* _REQUESTS_
1: In the text about Gerald Ford, retype everything from "He didn’t seek" down to "a digital touchup." word for word.
2: Put everything in the records from the line containing "Please trace the outline of every instance of the striped" down to the end of the records into a JSON list of strings, one string per line, with blank lines skipped and the pictures left out.

* _GIVEN TEXT_
** BEGIN **

For the past week, we have been hearing the familiar lyrics of the hymns to the passing of a famous man, the hosannas to his decency, his honesty, his modesty and his steady-as-she-goes qualities. It’s what we’ve come to expect on these occasions.
But this time there was extra value, for in the case of Gerald Ford, these lyrics have the added virtue of being true.
Sometimes there are two versions to these hymns — one public and one private, separate and discordant. But in Gerald Ford, the man he was in public, he was also that man in private.
Gerald Ford brought to the political arena no demons, no hidden agenda, no hit list or acts of vengeance. He knew who he was and he didn’t require consultants or gurus to change him. Moreover, the country knew who he was and despite occasional differences, large and small, it never lost its affection for this man from Michigan, the football player, the lawyer and the veteran, the Congressman and suburban husband, the champion of Main Street values who brought all of those qualities to the White House.
Once there, he stayed true to form, never believing that he was suddenly wiser and infallible because he drank his morning coffee from a cup with a presidential seal.
He didn’t seek the office. And yet, as he told his friend, the late, great journalist Hugh Sidey, he was not frightened of the task before him.
We could identify with him — all of us — for so many reasons. Among them, we were all trapped in what passed for style in the 70’s with a wardrobe with lapels out to here, white belts, plaid jackets and trousers so patterned that they would give you a migraine. The rest of us have been able to destroy most of the evidence of our fashion meltdown, but presidents are not so lucky. Those David Kennerly photographs are reminders of his endearing qualities, but some of those jackets — I think that they’re eligible for a presidential pardon or at least a digital touchup.
As a journalist, I was especially grateful for his appreciation of our role, even when we challenged his policies and taxed his patience with our constant presence and persistence. We could be adversaries but we were never his enemy, and that was a welcome change in status from his predecessor’s time.
To be a member of the Gerald Ford White House press corps brought other benefits as well as we documented a nation and a world in transition, in turmoil. We accompanied him to audiences with the notorious and the merely powerful. We saw Tito, Franco, Sadat, Marcos, Suharto, the shah of Iran, the emperor of Japan, China with Mao Zedong, Zhou Enlai and Deng Xiaoping all at once, what was then the Soviet Union and Vladivostock with Leonid Brezhnev, and Helsinki at one of the most remarkable gatherings of leaders in the 20th century.
There were other advantages to being a member of his press corps that we didn’t advertise quite as widely. We went to Vail at Christmas and Palm Springs at Easter time with our families. Now cynics might argue that contributed to our affection for him. That is not a premise that I wish to challenge.
One of our colleagues, Jim Naughton of The New York Times, personified the spirit that existed in the relationship. He bought from a San Diego radio station promoter a large mock chicken head that had attracted the president’s attention at a G.O.P. rally. And then, giddy from 20-hour days and an endless repetition of the same campaign speech, Naughton decided to wear that chicken head to a Ford news conference in Oregon with the enthusiastic encouragement of the president and his chief of staff, Dick Cheney.

** END **

[Labeling and segmentation records]
** BEGIN **

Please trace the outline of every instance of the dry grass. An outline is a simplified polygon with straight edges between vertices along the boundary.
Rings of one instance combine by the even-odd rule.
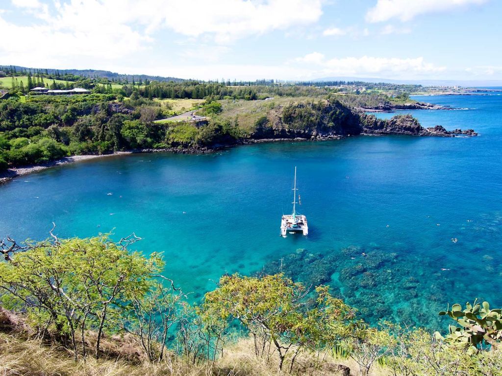
[[[176,113],[185,112],[197,108],[204,103],[204,99],[159,99],[155,98],[156,102],[160,102],[163,104],[169,103],[172,110]]]
[[[239,127],[244,131],[253,131],[257,120],[267,116],[269,112],[279,106],[285,106],[291,103],[298,103],[306,101],[318,100],[320,98],[310,97],[297,98],[278,97],[272,99],[246,101],[243,99],[233,101],[230,100],[220,101],[223,105],[221,117],[230,121],[237,118]]]
[[[108,343],[106,347],[109,345]],[[171,355],[159,364],[142,362],[134,364],[123,360],[97,359],[88,356],[75,361],[72,353],[64,348],[43,344],[39,340],[26,340],[0,333],[0,376],[284,376],[289,374],[289,363],[283,372],[278,369],[276,358],[270,361],[257,358],[253,341],[242,339],[225,349],[224,356],[214,364],[193,364]],[[328,355],[320,363],[313,355],[297,358],[294,374],[335,376],[340,374],[336,365],[342,364],[357,373],[357,365],[350,359],[335,359]],[[376,367],[372,376],[388,376]]]

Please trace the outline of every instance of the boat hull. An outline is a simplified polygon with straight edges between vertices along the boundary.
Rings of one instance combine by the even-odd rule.
[[[281,221],[281,236],[286,238],[288,233],[308,235],[309,228],[306,217],[301,215],[294,217],[293,215],[283,216]]]

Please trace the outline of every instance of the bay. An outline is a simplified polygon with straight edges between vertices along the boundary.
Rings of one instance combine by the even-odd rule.
[[[415,99],[468,109],[409,111],[424,126],[480,135],[360,136],[61,166],[0,185],[0,237],[45,239],[52,222],[60,237],[134,232],[143,238],[134,248],[163,252],[165,275],[196,301],[222,274],[277,270],[282,259],[282,270],[329,284],[373,323],[437,329],[448,303],[502,304],[502,96]],[[295,166],[309,234],[283,239]]]

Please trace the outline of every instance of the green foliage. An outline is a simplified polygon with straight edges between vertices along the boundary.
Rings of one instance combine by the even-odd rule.
[[[3,154],[0,154],[0,171],[7,169],[9,167],[9,163],[5,160],[5,158]]]
[[[199,133],[193,124],[181,123],[170,127],[166,135],[166,141],[173,145],[192,144]]]
[[[224,276],[218,288],[204,297],[203,317],[229,323],[238,320],[253,335],[257,356],[264,356],[265,349],[272,345],[279,358],[279,369],[292,353],[292,368],[300,352],[333,345],[356,325],[353,310],[331,296],[327,287],[316,289],[314,307],[306,307],[308,293],[301,283],[282,274]]]
[[[202,111],[204,114],[210,116],[212,115],[217,115],[220,113],[222,111],[222,107],[221,104],[219,102],[212,101],[207,104],[204,105],[202,108]]]
[[[136,148],[144,146],[147,129],[139,120],[125,120],[120,129],[120,134],[132,147]]]
[[[465,304],[462,309],[460,304],[453,304],[451,310],[439,312],[440,316],[447,315],[459,325],[450,325],[446,340],[460,342],[482,349],[484,344],[497,346],[502,339],[502,310],[491,309],[488,302],[479,304]],[[437,335],[439,336],[439,333]],[[442,338],[442,337],[441,337]]]
[[[10,150],[5,153],[9,161],[13,165],[23,163],[41,163],[67,155],[67,151],[61,144],[54,140],[44,137],[36,142],[26,143],[24,138],[18,138],[11,143]]]
[[[157,254],[130,253],[105,235],[29,246],[0,263],[3,304],[26,311],[42,331],[69,338],[76,357],[77,331],[84,355],[87,331],[97,331],[98,356],[104,331],[114,331],[128,302],[145,295],[163,265]]]

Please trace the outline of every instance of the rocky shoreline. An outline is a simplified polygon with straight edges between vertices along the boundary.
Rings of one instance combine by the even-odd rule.
[[[416,102],[410,103],[380,103],[378,106],[368,107],[358,107],[359,111],[365,112],[393,112],[397,110],[456,110],[450,106],[440,106],[425,102]]]
[[[366,115],[363,113],[359,113],[357,116],[358,124],[356,128],[351,129],[353,131],[351,132],[338,133],[336,130],[328,131],[317,127],[304,130],[286,129],[284,128],[275,129],[271,128],[267,132],[257,133],[248,138],[234,140],[228,143],[215,143],[208,146],[179,145],[176,147],[161,149],[140,149],[117,151],[113,153],[101,155],[74,155],[41,164],[14,167],[0,172],[0,183],[5,182],[17,176],[27,175],[55,166],[82,160],[136,153],[169,152],[184,154],[202,154],[214,152],[237,145],[281,141],[323,141],[340,139],[357,135],[403,135],[435,137],[455,137],[460,135],[468,137],[477,135],[477,133],[473,129],[462,130],[457,129],[448,131],[441,125],[424,128],[416,119],[410,115],[398,115],[386,120],[378,119],[373,115]]]

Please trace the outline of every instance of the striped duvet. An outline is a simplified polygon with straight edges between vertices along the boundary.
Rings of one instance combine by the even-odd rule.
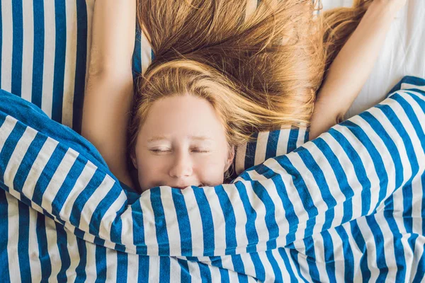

** END **

* _ANSWERS TO THE EXERCISES_
1:
He didn’t seek the office. And yet, as he told his friend, the late, great journalist Hugh Sidey, he was not frightened of the task before him.
We could identify with him — all of us — for so many reasons. Among them, we were all trapped in what passed for style in the 70’s with a wardrobe with lapels out to here, white belts, plaid jackets and trousers so patterned that they would give you a migraine. The rest of us have been able to destroy most of the evidence of our fashion meltdown, but presidents are not so lucky. Those David Kennerly photographs are reminders of his endearing qualities, but some of those jackets — I think that they’re eligible for a presidential pardon or at least a digital touchup.

2:
[
  "Please trace the outline of every instance of the striped duvet. An outline is a simplified polygon with straight edges between vertices along the boundary.",
  "Rings of one instance combine by the even-odd rule."
]